◆ Estratto del testo ◆
----------
CUNEO - Il glam rock di Lucio Corsi è atterrato sul palco del NUoVO

Una chiacchierata prima del soundcheck con un artista unico, imprevedibile e fiabesco. All'ombra di "quelle nuvole normali che sono bellissime"

Francesca Barbero 04/08/2023 13:35

Incontro Lucio Corsi nel primo pomeriggio di venerdì 28 luglio. In quell'area dove un tempo sorgeva il Nuvolari Libera Tribù, come ricordano ancora la vecchia insegna incorniciata dagli alberi e il nome del nuovo spazio. Sono passate poco più di ventiquattr'ore dal messaggio vocale in cui mi veniva comunicato che il cantautore maremmano sarebbe stato disponibile per fare un'intervista. Tempo speso a riascoltare i suoi dischi, a cullare o assecondare - a seconda del momento - la mia agitazione, a chiedermi cosa avrei potuto domandare l'indomani, in venti minuti, all'artista più interessante del panorama musicale alternativo italiano.
----------
◆ Voci salvate ◆
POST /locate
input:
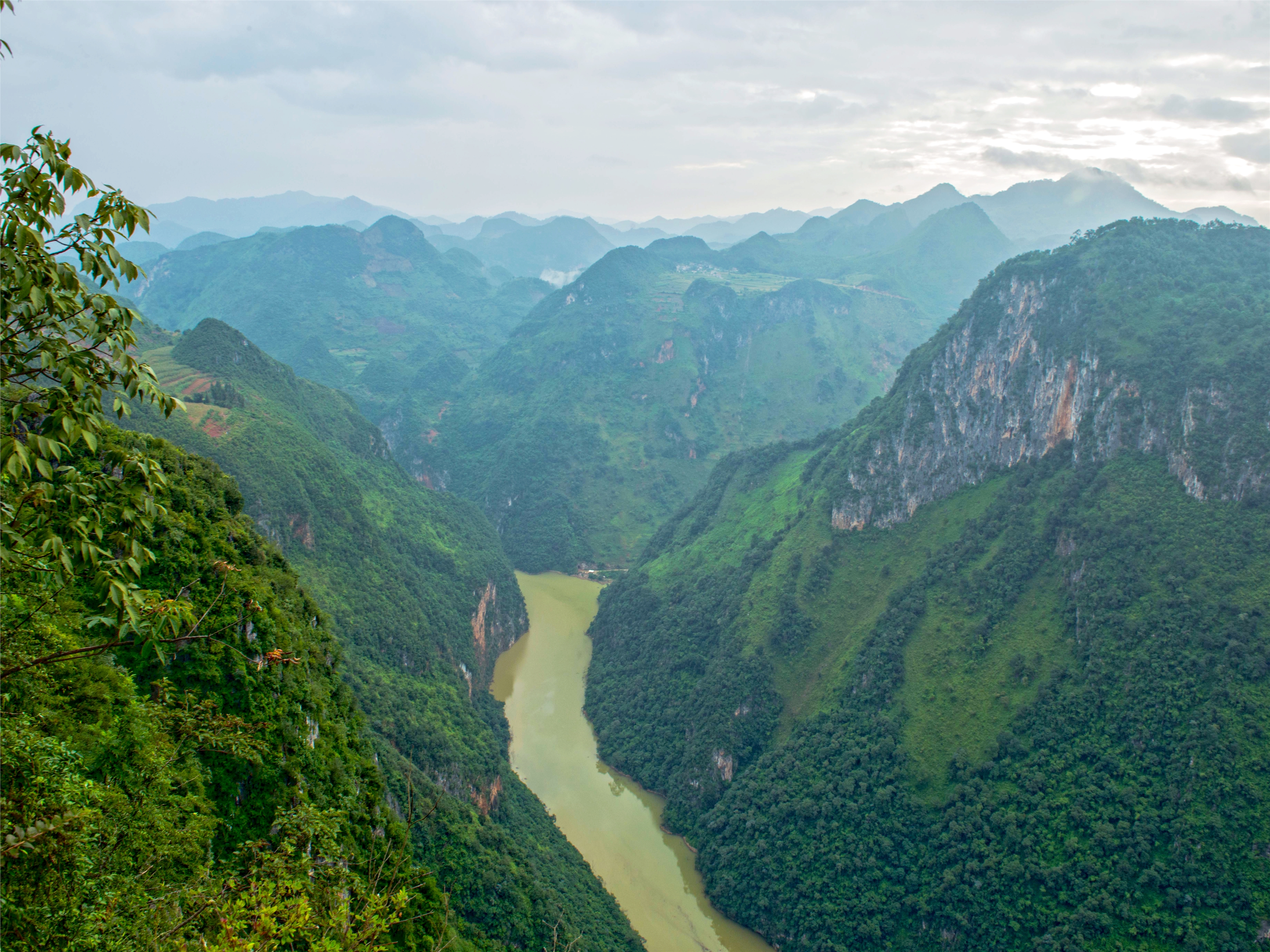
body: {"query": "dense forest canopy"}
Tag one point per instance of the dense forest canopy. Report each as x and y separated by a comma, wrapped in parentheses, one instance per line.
(184, 761)
(1028, 712)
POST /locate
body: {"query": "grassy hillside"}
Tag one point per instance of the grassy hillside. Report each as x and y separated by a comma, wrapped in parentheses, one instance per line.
(615, 397)
(987, 667)
(335, 302)
(421, 596)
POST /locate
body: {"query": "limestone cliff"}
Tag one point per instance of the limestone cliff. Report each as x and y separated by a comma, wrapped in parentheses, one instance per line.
(1037, 362)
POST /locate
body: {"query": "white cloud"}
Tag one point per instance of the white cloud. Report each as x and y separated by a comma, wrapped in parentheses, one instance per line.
(1117, 90)
(630, 111)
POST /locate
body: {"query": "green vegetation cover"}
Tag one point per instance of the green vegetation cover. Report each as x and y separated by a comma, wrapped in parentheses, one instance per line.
(987, 667)
(420, 593)
(615, 397)
(333, 302)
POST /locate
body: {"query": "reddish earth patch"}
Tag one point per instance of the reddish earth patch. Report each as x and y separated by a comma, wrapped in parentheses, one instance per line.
(486, 799)
(301, 531)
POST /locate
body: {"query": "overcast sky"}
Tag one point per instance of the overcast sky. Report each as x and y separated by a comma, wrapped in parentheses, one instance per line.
(639, 110)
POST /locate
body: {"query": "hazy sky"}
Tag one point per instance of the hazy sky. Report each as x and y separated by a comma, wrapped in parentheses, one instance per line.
(639, 110)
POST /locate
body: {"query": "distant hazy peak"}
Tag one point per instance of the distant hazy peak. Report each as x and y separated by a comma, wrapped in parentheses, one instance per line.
(1219, 213)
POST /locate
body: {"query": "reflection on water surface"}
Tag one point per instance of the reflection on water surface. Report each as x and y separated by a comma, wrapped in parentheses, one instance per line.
(610, 819)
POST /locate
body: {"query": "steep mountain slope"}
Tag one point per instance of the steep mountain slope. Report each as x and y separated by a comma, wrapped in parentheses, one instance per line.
(611, 402)
(239, 218)
(935, 263)
(331, 300)
(562, 245)
(424, 601)
(1036, 214)
(987, 667)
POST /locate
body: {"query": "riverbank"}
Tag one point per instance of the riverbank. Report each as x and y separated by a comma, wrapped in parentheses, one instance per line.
(614, 823)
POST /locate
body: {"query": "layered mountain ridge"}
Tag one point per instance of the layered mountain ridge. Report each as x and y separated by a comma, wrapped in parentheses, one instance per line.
(1008, 385)
(417, 589)
(984, 668)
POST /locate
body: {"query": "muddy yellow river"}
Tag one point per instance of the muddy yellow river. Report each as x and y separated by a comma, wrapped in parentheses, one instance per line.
(613, 822)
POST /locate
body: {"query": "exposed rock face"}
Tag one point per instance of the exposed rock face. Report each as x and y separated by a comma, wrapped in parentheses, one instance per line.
(994, 397)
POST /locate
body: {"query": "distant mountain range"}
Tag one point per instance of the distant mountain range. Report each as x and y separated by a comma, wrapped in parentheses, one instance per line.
(1039, 214)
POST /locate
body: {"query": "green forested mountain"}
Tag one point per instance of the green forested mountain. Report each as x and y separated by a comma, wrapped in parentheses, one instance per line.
(139, 790)
(333, 302)
(561, 245)
(416, 587)
(988, 666)
(615, 397)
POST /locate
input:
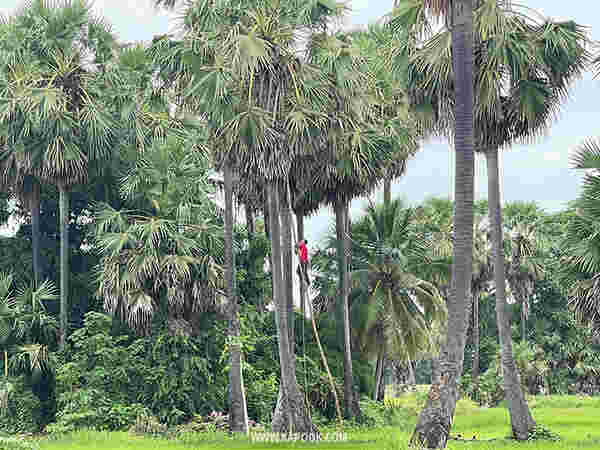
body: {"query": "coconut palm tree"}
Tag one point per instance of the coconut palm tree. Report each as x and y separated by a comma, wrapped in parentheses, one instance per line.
(399, 310)
(54, 118)
(515, 101)
(524, 268)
----------
◆ I tuoi compiti ◆
1. Elenca gli aggettivi con cui il sottotitolo dell'articolo su Lucio Corsi descrive l'artista nella chiacchierata prima del soundcheck.
2. Riscrivi la parte dell'articolo su Lucio Corsi che si apre con le parole contenenti "CUNEO - Il glam" e si chiude con "musicale alternativo italiano.", scambiando "venerdì" con "sabato".

◆ Risposte corrette ◆
1. unico, imprevedibile, fiabesco

2.
CUNEO - Il glam rock di Lucio Corsi è atterrato sul palco del NUoVO

Una chiacchierata prima del soundcheck con un artista unico, imprevedibile e fiabesco. All'ombra di "quelle nuvole normali che sono bellissime"

Francesca Barbero 04/08/2023 13:35

Incontro Lucio Corsi nel primo pomeriggio di sabato 28 luglio. In quell'area dove un tempo sorgeva il Nuvolari Libera Tribù, come ricordano ancora la vecchia insegna incorniciata dagli alberi e il nome del nuovo spazio. Sono passate poco più di ventiquattr'ore dal messaggio vocale in cui mi veniva comunicato che il cantautore maremmano sarebbe stato disponibile per fare un'intervista. Tempo speso a riascoltare i suoi dischi, a cullare o assecondare - a seconda del momento - la mia agitazione, a chiedermi cosa avrei potuto domandare l'indomani, in venti minuti, all'artista più interessante del panorama musicale alternativo italiano.